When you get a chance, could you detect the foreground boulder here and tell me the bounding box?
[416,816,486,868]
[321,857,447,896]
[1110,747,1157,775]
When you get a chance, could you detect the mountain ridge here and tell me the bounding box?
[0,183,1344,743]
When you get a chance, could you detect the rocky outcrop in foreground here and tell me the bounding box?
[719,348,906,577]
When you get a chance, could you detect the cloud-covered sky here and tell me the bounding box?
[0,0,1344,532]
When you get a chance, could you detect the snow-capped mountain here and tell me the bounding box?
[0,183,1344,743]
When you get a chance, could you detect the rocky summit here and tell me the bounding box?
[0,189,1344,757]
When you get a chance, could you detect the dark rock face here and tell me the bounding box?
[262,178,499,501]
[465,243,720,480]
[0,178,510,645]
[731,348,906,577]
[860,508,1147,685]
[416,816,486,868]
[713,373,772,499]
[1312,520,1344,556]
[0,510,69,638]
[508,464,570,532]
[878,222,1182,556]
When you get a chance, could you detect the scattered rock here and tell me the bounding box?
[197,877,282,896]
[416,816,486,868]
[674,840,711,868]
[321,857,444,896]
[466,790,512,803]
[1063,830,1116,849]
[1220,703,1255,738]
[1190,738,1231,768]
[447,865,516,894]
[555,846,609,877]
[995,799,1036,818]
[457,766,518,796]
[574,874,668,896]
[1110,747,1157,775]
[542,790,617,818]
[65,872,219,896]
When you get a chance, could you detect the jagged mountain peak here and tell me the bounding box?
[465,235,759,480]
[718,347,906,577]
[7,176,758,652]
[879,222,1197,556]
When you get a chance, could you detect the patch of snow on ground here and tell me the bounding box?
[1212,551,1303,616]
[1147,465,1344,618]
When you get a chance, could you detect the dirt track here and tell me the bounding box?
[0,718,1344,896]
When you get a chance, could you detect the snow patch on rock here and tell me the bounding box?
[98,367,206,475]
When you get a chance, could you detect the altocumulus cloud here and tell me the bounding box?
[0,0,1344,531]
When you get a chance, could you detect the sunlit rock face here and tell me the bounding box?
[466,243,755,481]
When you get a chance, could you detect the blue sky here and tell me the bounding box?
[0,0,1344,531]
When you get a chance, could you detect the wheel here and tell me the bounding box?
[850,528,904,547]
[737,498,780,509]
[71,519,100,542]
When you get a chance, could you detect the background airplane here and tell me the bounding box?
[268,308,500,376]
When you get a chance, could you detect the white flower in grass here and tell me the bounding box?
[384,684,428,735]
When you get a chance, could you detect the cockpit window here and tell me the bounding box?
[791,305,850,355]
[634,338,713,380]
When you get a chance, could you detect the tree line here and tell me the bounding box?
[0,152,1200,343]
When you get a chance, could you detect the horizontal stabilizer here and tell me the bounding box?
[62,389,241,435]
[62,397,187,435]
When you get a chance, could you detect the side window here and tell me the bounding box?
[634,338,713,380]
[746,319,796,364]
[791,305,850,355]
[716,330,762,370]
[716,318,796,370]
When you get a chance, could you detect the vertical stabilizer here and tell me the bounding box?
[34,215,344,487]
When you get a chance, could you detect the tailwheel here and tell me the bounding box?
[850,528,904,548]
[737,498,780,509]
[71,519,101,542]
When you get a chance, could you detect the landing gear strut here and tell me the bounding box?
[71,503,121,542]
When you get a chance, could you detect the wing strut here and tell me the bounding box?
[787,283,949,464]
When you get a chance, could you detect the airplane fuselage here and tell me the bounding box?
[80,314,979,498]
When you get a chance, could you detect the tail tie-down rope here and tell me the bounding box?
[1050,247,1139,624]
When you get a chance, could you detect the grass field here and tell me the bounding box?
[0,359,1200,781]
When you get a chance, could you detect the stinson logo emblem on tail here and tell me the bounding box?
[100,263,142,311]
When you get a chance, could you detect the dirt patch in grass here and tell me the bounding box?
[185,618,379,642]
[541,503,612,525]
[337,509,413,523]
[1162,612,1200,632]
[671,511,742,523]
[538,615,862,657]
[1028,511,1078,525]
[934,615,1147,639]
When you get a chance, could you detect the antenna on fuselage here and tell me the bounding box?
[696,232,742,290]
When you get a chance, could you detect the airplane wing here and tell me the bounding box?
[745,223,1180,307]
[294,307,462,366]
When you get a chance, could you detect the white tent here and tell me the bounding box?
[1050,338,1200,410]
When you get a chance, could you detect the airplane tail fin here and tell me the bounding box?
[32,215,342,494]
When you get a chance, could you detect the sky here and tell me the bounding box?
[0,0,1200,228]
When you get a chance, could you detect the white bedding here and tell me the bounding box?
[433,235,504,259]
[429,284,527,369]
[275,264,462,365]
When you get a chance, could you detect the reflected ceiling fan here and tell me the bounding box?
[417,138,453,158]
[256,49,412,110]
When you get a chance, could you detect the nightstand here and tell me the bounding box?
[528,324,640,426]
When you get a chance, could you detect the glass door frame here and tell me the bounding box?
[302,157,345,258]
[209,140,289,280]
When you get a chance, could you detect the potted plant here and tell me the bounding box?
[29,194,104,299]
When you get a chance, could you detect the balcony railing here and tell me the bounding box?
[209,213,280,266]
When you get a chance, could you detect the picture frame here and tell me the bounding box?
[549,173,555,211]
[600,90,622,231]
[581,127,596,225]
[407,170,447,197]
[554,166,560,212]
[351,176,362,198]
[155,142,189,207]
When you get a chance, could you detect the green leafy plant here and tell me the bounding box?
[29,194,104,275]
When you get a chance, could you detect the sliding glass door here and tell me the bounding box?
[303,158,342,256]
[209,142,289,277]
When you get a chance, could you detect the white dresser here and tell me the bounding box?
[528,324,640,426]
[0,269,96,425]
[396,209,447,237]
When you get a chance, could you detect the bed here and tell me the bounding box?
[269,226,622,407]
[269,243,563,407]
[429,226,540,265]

++++

→ **Work to complete**
Write out all the records again, swapping "detect" for "locate" wherever it appears and leaving everything else unchanged.

→ **Completed task**
When you get a chance, could you locate the foreground boulder here and tell me the bounding box?
[416,816,486,868]
[321,857,447,896]
[1110,747,1157,775]
When you get a chance, could you locate the mountain ridge here and tell me the bounding box?
[0,183,1344,743]
When you get a chance, could you locate the rocky outcrop in foreground here and tell me the bounding box?
[719,348,906,577]
When you get a chance, could you locate the cloud-covered sky here and tell me the bounding box?
[0,0,1344,532]
When you get a chance, could you locate the snow-capped mountain here and tell me the bounding box?
[0,183,1344,743]
When you get a chance, could you locate the rocky summit here and tell me the bounding box?
[0,189,1344,757]
When you get a chance, could you locate the dark rock face here and tell me the bounding box?
[262,178,499,501]
[465,243,720,480]
[0,178,510,645]
[731,348,906,577]
[860,508,1147,685]
[416,816,486,868]
[713,373,772,499]
[1312,520,1344,556]
[0,510,69,638]
[508,464,570,532]
[878,222,1182,556]
When you get a chance, could you locate the scattered rock here and tell me the bounding box?
[197,877,282,896]
[416,816,486,868]
[674,840,711,868]
[321,857,444,896]
[466,790,512,803]
[1063,830,1116,849]
[1220,703,1255,738]
[1190,738,1231,768]
[447,865,516,894]
[555,846,609,877]
[995,799,1036,818]
[457,766,518,796]
[574,874,668,896]
[1110,747,1157,775]
[542,790,617,818]
[65,872,219,896]
When you get a chance, could you locate the jagged mountain peak here and tell me the bounding box?
[465,235,759,480]
[718,347,906,577]
[7,176,758,652]
[879,222,1197,556]
When you get a chance, could you locate the patch of snow on ground here and tell me the bounding box?
[1212,551,1303,616]
[1147,465,1344,618]
When you get a chance, could you locate the dirt track here and tell me the bounding box?
[0,718,1344,896]
When you get a chance, could you locate the snow patch on rock here and tell me the bounding box?
[98,367,206,475]
When you get a chance, could you locate the altocumulus cloud here and tell me the bounding box?
[0,0,1344,531]
When you get a chance, could you locate the sunlit rock face here and tell me the bounding box?
[466,243,755,481]
When you get a chance, could you locate the blue sky here and tell me the bounding box?
[0,0,1344,531]
When you get a chance, could you locate the wheel here and tell me the bounding box?
[850,528,904,547]
[737,498,780,509]
[71,519,100,542]
When you get a chance, could you locate the background airplane here and tell me the bounding box?
[268,308,500,376]
When you get a chance, could you locate the white flower in grass here and tell me the bounding box?
[384,684,428,735]
When you get a chance, could you locate the cockpit window here and tell me the bounding box?
[791,305,850,355]
[634,338,713,380]
When you get a chance, could you locate the tree line here and tell me the bounding box?
[0,152,1200,343]
When you get a chance, could you locate the horizontal stabilizer here and tell me the bounding box?
[62,389,241,435]
[62,397,187,435]
When you get a chance, could you locate the side window here and tell me the bounding box?
[634,338,713,380]
[746,319,796,364]
[791,305,850,355]
[716,330,762,370]
[716,318,796,370]
When you get a chance, could you locate the vertical stabilizer here and tell me the bounding box?
[34,215,344,487]
When you get a chance, could you locate the tailwheel here and tell me the bounding box?
[850,528,904,548]
[737,498,780,509]
[71,519,101,542]
When you get a chance, could you locate the landing gear strut here and tell me the bounding box?
[71,503,121,542]
When you get a chance, could you locate the wing strut here and tell me the bounding box?
[787,283,949,464]
When you get a chance, could you locate the airplane fuselage here and tell me the bounding box?
[80,314,979,498]
When you get a chance, could you locate the tail tie-down rope here and tell me the bounding box?
[1050,247,1139,624]
When you get a chance, could you locate the grass field here and tell me the bounding box?
[0,359,1200,781]
When you get a chance, could you locate the stinson logo emblem on tail here and tell me the bounding box?
[100,263,142,311]
When you get a chance, could you locate the dirt patch in grass here and tell me the bounding box?
[185,618,379,642]
[541,503,612,525]
[337,509,413,523]
[1162,612,1200,632]
[671,511,742,523]
[538,615,862,657]
[1028,511,1078,525]
[934,615,1147,639]
When you get a chance, could you locate the antenna on fuselage here and tell me the bounding box?
[696,232,742,290]
When you get a chance, could you locate the airplane wing here and tell me the bounding box?
[745,223,1180,307]
[294,307,462,366]
When you get a chance, could you locate the white tent here and tell me the bounding box?
[1050,338,1200,410]
When you get a chance, could you locate the airplane tail fin here and tell me the bounding box?
[32,215,342,494]
When you get a chance, could you locate the sky here and tell me the bounding box?
[0,0,1200,228]
When you get a chance, could you locate the white bedding here and tell me the bounding box?
[433,235,504,259]
[429,284,527,369]
[275,264,462,365]
When you get a chance, could you locate the reflected ceiling fan here and tell me the bounding box?
[417,138,453,158]
[256,49,412,110]
When you get a chance, could you locate the nightstand here and tell me the bounding box?
[528,324,640,426]
When you get a chance, could you locate the glass door frame here and tell me the bounding box?
[302,157,345,258]
[209,140,289,280]
When you get a chance, could you locate the potted plant here and tell me the bounding box?
[29,194,104,299]
When you get a chance, could you locate the balcony railing here and tell me the bounding box?
[209,213,280,266]
When you get a chance, could you locate the picture frame here and tell me the bounding box?
[549,173,555,211]
[600,90,622,231]
[581,127,596,225]
[407,170,447,197]
[554,166,560,212]
[351,176,362,198]
[155,142,189,207]
When you get a chance, could you locate the green leafy plant here and tell me the bounding box?
[29,194,104,275]
When you get a chance, could you locate the sliding glass door here and tell me the bounding box?
[303,158,342,256]
[209,142,289,277]
When you get a chance, could you locate the white dresser here and tell me the bounding box?
[528,324,640,426]
[0,269,96,425]
[396,209,447,237]
When you get a chance, could you locate the bed here and tell me the bounding box?
[269,226,622,407]
[269,243,563,407]
[429,226,540,265]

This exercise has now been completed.